SELECTED PASSAGE:
# Another Newbie...



## Ashleymg (Apr 4, 2010)

Hi All,

As you will see I'm new to this forum, I have secured a teaching job in Dubai and will be moving over in the middle of August. Was just wondering if anyone has any info/tips they think would be useful to a newcomer!

Don't worry, I have been doing my research but just looking for any wee bits of local knowledge that you wouldn't find in regular websites.

I am going to be living in Discovery Gardens and will be teaching in a relatively new school,

any thoughts/advice would be much appreciated!

Thanks,

Ashley


----------



## Gavtek (Aug 23, 2009)

Not much to say really, just make sure you have all your qualifications, etc, notarised and attested before coming over, saves a lot of hassle. 

Oh, and bring Irn Bru. Lots of it.

Which part of Scotland are you from?


----------



## Ashleymg (Apr 4, 2010)

Gavtek said:


> Not much to say really, just make sure you have all your qualifications, etc, notarised and attested before coming over, saves a lot of hassle.

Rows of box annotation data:
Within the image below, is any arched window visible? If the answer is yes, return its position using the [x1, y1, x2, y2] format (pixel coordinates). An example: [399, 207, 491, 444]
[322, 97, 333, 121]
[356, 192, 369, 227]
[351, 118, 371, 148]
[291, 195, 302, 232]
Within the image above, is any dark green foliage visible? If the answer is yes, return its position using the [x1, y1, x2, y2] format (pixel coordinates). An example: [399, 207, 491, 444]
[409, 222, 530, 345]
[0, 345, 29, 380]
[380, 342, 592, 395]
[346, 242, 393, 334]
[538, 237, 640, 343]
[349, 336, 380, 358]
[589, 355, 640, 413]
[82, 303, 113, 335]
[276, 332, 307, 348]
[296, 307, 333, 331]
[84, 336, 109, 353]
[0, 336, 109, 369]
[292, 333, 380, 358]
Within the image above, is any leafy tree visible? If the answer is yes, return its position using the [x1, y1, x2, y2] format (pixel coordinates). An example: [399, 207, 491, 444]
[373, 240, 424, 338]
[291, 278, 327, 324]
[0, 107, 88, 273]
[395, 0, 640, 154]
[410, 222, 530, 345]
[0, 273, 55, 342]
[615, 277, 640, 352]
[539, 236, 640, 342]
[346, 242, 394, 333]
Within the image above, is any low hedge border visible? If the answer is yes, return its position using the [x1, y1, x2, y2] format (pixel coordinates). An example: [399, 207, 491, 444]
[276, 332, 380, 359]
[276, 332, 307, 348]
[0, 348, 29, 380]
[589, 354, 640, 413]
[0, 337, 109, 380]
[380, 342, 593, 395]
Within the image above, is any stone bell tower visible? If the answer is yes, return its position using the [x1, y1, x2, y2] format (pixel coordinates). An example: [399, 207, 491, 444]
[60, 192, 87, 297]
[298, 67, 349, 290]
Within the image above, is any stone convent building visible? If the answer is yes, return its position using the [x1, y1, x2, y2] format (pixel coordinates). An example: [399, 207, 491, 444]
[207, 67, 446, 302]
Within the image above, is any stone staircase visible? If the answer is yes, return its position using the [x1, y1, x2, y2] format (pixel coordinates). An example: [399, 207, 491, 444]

PROBLEMS:
(a) From the forum thread about a teaching move to Dubai, reproduce the text starting at "Don't worry, I" and ending at "be much appreciated!".
(b) List every place name that appears in the forum thread about a teaching move to Dubai.

ANSWERS BY TASK:
(a)
Don't worry, I have been doing my research but just looking for any wee bits of local knowledge that you wouldn't find in regular websites.

I am going to be living in Discovery Gardens and will be teaching in a relatively new school,

any thoughts/advice would be much appreciated!

(b)
Dubai
Discovery Gardens
Scotland